— START OF DOCUMENT EXTRACT —
Will,
The wages of sin is death, but the gift of God is eternal life. Jesus became a curse for us. How is that not He paying the penalty for sin? He who knew no sin was made to be sin for us. How is that not He paying the wages of sin on our behalf? This is about the satisfying of justice. That is what death does. And our old man is crucified with Christ. But since we are to put off the old man, he is still actually and literally alive. So therefore, he is positionally dead. The wages of sin is death. Jesus died. I think you are the one who should be thinking about things. We don't need to use the word "penalty" if you don't like that word. But wages...this is just a matter of semantics. Do you think He willingly died for nothing? I would be careful about your attitude concerning the great sacrifice He made...if I were you. Was it a common thing? Do you count it as just another man dying?
As for the rest of your post, I have been thinking, studying, meditating, and praying about this for years. And I have had many a discussion and debate on the subject. There is nothing you can say that I have not considered, or already addressed in my replies. This is not paper covers rock. You say that I am ignoring scriptures? No. I am putting them in their proper context and keeping the two covenants seperate from one another.
The wages of sin is death is not death on a cross. The verse that speaks of sins wages is making a comparison between the results of "serving sin" compared to the results of "abiding in Jesus Christ." Read the passage for yourself...
— END OF DOCUMENT EXTRACT —
— START OF SOURCE MATERIAL —
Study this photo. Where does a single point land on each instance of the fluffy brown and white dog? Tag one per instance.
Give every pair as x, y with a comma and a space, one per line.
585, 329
— END OF SOURCE MATERIAL —
▸ **TASK DIRECTIONS**:
Rewrite the passage of the reply to Will above from "As for the rest" to "from one another.", swapping "debate" for "argument".

▸ **TASK SOLUTION**:
As for the rest of your post, I have been thinking, studying, meditating, and praying about this for years. And I have had many a discussion and argument on the subject. There is nothing you can say that I have not considered, or already addressed in my replies. This is not paper covers rock. You say that I am ignoring scriptures? No. I am putting them in their proper context and keeping the two covenants seperate from one another.